Task goal
All the entries that follow are to be returned exactly.

----- Supplied information -----

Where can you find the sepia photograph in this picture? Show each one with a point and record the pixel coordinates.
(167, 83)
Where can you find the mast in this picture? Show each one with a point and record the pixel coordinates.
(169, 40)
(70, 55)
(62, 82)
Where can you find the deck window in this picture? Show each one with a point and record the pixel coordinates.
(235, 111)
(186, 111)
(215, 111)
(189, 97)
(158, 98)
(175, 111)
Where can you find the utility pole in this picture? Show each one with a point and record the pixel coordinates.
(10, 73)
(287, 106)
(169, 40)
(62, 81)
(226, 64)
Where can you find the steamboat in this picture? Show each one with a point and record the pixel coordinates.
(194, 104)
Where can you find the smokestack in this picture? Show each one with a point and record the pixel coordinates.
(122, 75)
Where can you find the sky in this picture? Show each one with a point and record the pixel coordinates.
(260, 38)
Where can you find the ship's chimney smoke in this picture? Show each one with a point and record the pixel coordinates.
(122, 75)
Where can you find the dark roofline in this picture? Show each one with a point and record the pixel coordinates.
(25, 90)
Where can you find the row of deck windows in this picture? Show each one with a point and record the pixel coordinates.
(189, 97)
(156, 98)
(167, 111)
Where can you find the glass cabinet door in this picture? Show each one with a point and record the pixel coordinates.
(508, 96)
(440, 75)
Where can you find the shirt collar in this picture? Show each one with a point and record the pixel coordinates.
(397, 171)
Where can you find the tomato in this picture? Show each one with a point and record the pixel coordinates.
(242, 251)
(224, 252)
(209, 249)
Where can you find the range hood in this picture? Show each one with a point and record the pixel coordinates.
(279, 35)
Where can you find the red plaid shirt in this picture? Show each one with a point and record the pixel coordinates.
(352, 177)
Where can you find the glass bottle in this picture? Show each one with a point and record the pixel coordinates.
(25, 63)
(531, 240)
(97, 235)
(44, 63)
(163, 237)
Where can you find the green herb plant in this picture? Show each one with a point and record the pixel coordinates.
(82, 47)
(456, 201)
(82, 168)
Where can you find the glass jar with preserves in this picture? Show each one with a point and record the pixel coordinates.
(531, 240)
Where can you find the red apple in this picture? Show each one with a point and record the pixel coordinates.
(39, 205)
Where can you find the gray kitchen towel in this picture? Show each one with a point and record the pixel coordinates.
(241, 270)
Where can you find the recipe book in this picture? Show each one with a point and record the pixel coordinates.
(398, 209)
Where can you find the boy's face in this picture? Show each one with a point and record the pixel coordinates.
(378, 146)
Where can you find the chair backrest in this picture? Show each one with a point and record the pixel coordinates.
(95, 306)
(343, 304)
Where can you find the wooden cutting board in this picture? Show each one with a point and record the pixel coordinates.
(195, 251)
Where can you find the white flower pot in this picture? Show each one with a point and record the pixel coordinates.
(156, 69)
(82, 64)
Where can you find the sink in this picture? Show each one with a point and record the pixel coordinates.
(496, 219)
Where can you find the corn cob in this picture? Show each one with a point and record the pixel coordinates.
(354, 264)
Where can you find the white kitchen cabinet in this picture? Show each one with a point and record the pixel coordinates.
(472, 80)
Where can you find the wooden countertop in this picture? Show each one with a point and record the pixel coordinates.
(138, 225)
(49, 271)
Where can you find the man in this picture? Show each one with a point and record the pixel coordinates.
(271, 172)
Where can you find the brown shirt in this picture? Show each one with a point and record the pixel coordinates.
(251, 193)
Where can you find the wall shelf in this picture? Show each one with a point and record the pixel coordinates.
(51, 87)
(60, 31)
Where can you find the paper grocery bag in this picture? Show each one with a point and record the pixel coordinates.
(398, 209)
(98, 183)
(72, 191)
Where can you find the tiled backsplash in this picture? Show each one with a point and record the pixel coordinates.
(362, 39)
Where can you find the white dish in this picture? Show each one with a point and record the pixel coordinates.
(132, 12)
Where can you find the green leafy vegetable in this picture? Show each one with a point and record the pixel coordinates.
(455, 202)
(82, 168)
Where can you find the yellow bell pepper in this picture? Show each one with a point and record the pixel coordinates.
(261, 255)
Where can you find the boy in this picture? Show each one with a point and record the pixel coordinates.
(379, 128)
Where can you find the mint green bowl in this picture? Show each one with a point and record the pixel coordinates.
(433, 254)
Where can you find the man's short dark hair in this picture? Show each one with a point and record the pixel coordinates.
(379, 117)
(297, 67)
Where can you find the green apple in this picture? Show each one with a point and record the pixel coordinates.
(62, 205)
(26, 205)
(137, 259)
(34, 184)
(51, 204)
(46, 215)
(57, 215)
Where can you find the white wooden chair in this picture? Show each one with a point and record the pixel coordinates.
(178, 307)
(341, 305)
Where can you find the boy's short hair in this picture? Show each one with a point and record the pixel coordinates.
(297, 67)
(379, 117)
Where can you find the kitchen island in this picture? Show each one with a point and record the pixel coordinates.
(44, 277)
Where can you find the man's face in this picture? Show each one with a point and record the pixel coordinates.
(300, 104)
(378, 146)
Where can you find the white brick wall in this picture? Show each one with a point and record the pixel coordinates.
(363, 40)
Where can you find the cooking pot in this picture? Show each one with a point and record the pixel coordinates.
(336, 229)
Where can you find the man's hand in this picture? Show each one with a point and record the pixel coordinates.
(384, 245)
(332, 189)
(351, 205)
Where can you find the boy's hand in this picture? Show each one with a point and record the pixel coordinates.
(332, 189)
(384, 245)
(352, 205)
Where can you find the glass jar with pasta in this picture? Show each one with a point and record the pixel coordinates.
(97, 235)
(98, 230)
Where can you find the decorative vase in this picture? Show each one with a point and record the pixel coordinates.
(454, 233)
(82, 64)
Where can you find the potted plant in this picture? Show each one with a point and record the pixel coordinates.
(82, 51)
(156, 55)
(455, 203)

-----

Exercise solution
Where can you find the sepia photograph in this picture? Show each one with a point and record the pixel coordinates.
(167, 83)
Where can you find the mast in this picture? Show each one with a point and record the pixel coordinates.
(169, 40)
(70, 55)
(62, 82)
Where can you find the deck window in this picture? Show each one with a point and record the pixel coordinates.
(235, 111)
(186, 111)
(215, 111)
(189, 97)
(158, 98)
(175, 111)
Where can you find the utility pole in this picture? Show each one with a point and record the pixel coordinates.
(10, 73)
(287, 106)
(169, 40)
(62, 81)
(226, 64)
Where can you find the steamboat in this picture? Show each one with a point and record the pixel coordinates.
(194, 104)
Where can you find the smokestack in this picture? Show each one with a point and record the pixel coordinates.
(122, 75)
Where can you find the sky in this picture? Show each one with a point and record the pixel coordinates.
(260, 38)
Where can you find the ship's chimney smoke in this picture? Show each one with a point and record the pixel coordinates.
(122, 75)
Where can you find the dark roofline in this picture? Show each one with a point and record the pixel coordinates.
(25, 90)
Where can you find the row of deck windows in this picture? Show each one with a point and record the pixel coordinates.
(189, 97)
(156, 98)
(167, 111)
Where can you find the glass cabinet door in this picture? Show each one with a point and record the pixel coordinates.
(508, 96)
(440, 75)
Where can you find the shirt collar in this picture? Show each one with a point and record the pixel coordinates.
(397, 171)
Where can you find the tomato in this picture? Show each one with a point and record the pixel coordinates.
(242, 251)
(224, 252)
(209, 249)
Where can you find the range hood in this picture? Show each one with a point and record the pixel coordinates.
(279, 35)
Where can you find the red plaid shirt in this picture? Show each one with a point and record the pixel coordinates.
(352, 177)
Where can you find the glass bottle in this picture? Show each one with a point and record the pixel coordinates.
(25, 63)
(531, 240)
(97, 235)
(44, 63)
(163, 237)
Where can you find the green herb plant in this picture? Show each one with a point and record the pixel coordinates.
(82, 47)
(456, 201)
(82, 168)
Where can you find the glass jar with preserves in this picture? Show each one with a point and record the pixel coordinates.
(531, 240)
Where can you find the red apple in this picture? Show each one with a point and record the pixel coordinates.
(39, 205)
Where can you find the gray kitchen towel in this picture? Show each one with a point and record the pixel coordinates.
(241, 270)
Where can you find the recipe book in this picture? Show each one with a point and record the pixel coordinates.
(398, 209)
Where can you find the boy's face in this picture? Show each one with a point and record the pixel coordinates.
(378, 146)
Where can you find the chair backrest in this picture? Show each one with a point and record the pixel coordinates.
(95, 306)
(343, 304)
Where can you find the wooden cutting board in this picture? Show each one with a point and record the pixel coordinates.
(195, 251)
Where can you find the white flower pot in this picture? Show each one with a point and record the pixel coordinates.
(156, 69)
(82, 64)
Where can you find the sink in this picture? Show each one with a point and record the pixel coordinates.
(496, 219)
Where can you find the corn cob in this picture? Show each one with a point and record the pixel coordinates.
(354, 264)
Where can you find the white kitchen cabinet in this picture? Show each one with a point and record the pixel coordinates.
(472, 80)
Where can you find the wooden countertop in this picture? Show each one with a point and record the pixel coordinates.
(138, 225)
(49, 271)
Where can you find the man in this picture? Show each one with a point and record the pixel coordinates.
(271, 172)
Where can you find the brown shirt in this picture? Show each one with a point and record the pixel coordinates.
(251, 193)
Where can you find the wall shelf in this picture? Show each one with a point and record the pixel coordinates.
(51, 87)
(60, 31)
Where can you find the paper grocery bag in this picture? Show each one with a point and record the pixel coordinates.
(398, 209)
(98, 183)
(72, 191)
Where can you find the tiled backsplash in this picture? Show each one with a point and record the pixel coordinates.
(362, 39)
Where can you find the white dish in this picture? Show each one with a point and record the pixel coordinates.
(132, 12)
Where can you find the green leafy vegetable in this picture? Show each one with a point and record the pixel coordinates.
(455, 202)
(82, 168)
Where can you find the yellow bell pepper in this picture? Show each one with a point and record the pixel coordinates.
(261, 255)
Where can you find the boy in this picture? Show each one with a point and record the pixel coordinates.
(379, 128)
Where can you find the mint green bowl in this picture? Show each one with a point and record the pixel coordinates.
(433, 254)
Where can you find the man's short dark hair in this picture? Show each one with a point and record the pixel coordinates.
(379, 117)
(297, 67)
Where can you find the green apple in this picture? Show each one with a point and record the pixel coordinates.
(62, 205)
(26, 205)
(137, 259)
(34, 184)
(51, 204)
(46, 215)
(57, 215)
Where can you find the white wooden chair in this picture? Show each one with a point and record the pixel coordinates.
(178, 307)
(341, 305)
Where can you find the boy's short hair in this picture? Show each one with a point and record the pixel coordinates.
(297, 67)
(379, 117)
Where can you find the kitchen island in this picture? Show each one with a point and record the pixel coordinates.
(44, 277)
Where can you find the man's face in this picture? Show each one with a point and record the pixel coordinates.
(300, 104)
(378, 146)
Where can you find the white brick wall in this picture? Show each one with a point and record the pixel coordinates.
(363, 40)
Where can you find the cooking pot in this picture? Show each one with a point and record the pixel coordinates.
(336, 229)
Where can you find the man's hand in this picture? Show each one with a point and record the pixel coordinates.
(384, 245)
(332, 189)
(351, 205)
Where can you find the boy's hand in this picture? Show each one with a point and record the pixel coordinates.
(332, 189)
(384, 245)
(352, 205)
Where can you find the glass jar with pasta in this picture? Show each one with a point and record the pixel coordinates.
(97, 235)
(98, 230)
Where can you find the decorative vase in this picture? Show each one with a point and record the pixel coordinates.
(454, 233)
(82, 64)
Where can you find the potted plant in this picture? Show each one with a point and record the pixel coordinates.
(82, 51)
(156, 55)
(455, 203)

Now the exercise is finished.